**REQUIREMENT:**
Will you write out all the entries below exactly?

**DATASET RECORDS:**
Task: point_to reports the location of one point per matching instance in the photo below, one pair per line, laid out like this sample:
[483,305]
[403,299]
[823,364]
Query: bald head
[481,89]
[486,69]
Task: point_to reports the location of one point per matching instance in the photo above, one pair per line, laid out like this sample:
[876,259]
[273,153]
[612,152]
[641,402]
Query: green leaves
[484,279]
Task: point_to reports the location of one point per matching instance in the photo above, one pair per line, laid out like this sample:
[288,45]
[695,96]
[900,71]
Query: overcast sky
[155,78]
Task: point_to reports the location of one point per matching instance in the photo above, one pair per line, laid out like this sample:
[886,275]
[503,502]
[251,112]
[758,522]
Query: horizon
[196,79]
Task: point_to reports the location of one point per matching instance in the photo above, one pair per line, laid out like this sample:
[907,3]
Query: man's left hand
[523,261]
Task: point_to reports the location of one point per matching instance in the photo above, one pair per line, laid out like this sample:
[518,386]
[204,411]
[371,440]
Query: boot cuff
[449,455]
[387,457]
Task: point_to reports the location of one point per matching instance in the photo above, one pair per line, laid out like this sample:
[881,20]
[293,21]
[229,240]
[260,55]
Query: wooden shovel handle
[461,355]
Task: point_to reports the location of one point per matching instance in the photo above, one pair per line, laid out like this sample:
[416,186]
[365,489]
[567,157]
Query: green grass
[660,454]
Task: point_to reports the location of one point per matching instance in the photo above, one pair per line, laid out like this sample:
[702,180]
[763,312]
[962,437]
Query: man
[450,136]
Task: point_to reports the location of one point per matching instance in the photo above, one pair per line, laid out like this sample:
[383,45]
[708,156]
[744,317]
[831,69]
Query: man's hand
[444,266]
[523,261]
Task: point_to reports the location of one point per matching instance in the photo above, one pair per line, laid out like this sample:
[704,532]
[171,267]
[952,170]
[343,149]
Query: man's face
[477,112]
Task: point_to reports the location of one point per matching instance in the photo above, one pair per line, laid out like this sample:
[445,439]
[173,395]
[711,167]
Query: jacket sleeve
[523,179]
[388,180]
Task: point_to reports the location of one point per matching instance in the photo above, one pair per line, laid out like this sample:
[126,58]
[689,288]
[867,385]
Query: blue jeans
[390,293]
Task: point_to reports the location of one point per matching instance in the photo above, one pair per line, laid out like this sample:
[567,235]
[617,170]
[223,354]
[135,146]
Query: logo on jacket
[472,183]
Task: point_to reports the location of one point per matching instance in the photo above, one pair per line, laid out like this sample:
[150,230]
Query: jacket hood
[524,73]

**OUTPUT:**
Task: point_to reports the location of one point per matching instance in the photo below, one pair per line, laid out like this sample:
[483,305]
[403,299]
[823,364]
Query: bald head
[481,89]
[486,69]
Task: point_to reports the location of one point per matching instance in the photo above, one pair per line, laid out like this sample:
[876,259]
[273,153]
[612,152]
[641,402]
Query: green leaves
[484,279]
Task: point_to reports the location of one point per matching instance in the photo above, one pair per line, laid out like this sample:
[288,45]
[695,96]
[900,71]
Query: overcast sky
[155,78]
Task: point_to reports the location of one point per matching instance in the photo above, one pair per line, laid out like this sample:
[886,275]
[503,502]
[251,112]
[758,522]
Query: horizon
[196,79]
Task: point_to reports the location of one point per matching instance in the photo above, one pair per line, laid out like this sample:
[907,3]
Query: man's left hand
[523,261]
Task: point_to reports the location of one point per matching instance in the photo above, one pair per line, laid out like this sample:
[518,386]
[204,411]
[371,440]
Query: boot cuff
[449,455]
[387,457]
Task: point_to reports the location of one point per matching instance in the photo above, one pair per line, laid out like this sample:
[881,20]
[293,21]
[229,240]
[260,55]
Query: wooden shovel handle
[461,355]
Task: point_to reports the location of one point per matching instance in the photo above, one pair per line, laid out like this sample:
[416,186]
[365,489]
[567,157]
Query: green grass
[660,454]
Task: point_to reports the location of one point per matching instance in the photo above, one pair per line, laid out like this sample:
[702,180]
[763,312]
[962,437]
Query: man
[450,136]
Task: point_to reports the location of one point per matching instance in the photo above, one pair per line, laid out like this sample:
[383,45]
[708,156]
[744,317]
[831,69]
Query: man's hand
[444,266]
[523,261]
Task: point_to reports the location of one point per matching instance in the photo above, one pair per line, laid out like this sample:
[704,532]
[171,267]
[952,170]
[343,149]
Query: man's face
[477,112]
Task: point_to reports the location of one point per matching instance in the photo above, one pair per line, laid out like this sample:
[445,439]
[173,395]
[711,167]
Query: jacket sleeve
[523,179]
[388,180]
Task: point_to reports the location of one point per matching instance in the photo above, one pair per line, laid out like this sample:
[126,58]
[689,288]
[867,385]
Query: blue jeans
[390,293]
Task: point_to reports the location of one point per matching instance in the photo above, one pair per line, laid out like this sample:
[567,235]
[617,170]
[223,354]
[135,146]
Query: logo on jacket
[472,183]
Task: point_to reports the location of one point per matching instance in the photo above, one pair per line, laid out like this sample:
[150,230]
Query: jacket hood
[524,73]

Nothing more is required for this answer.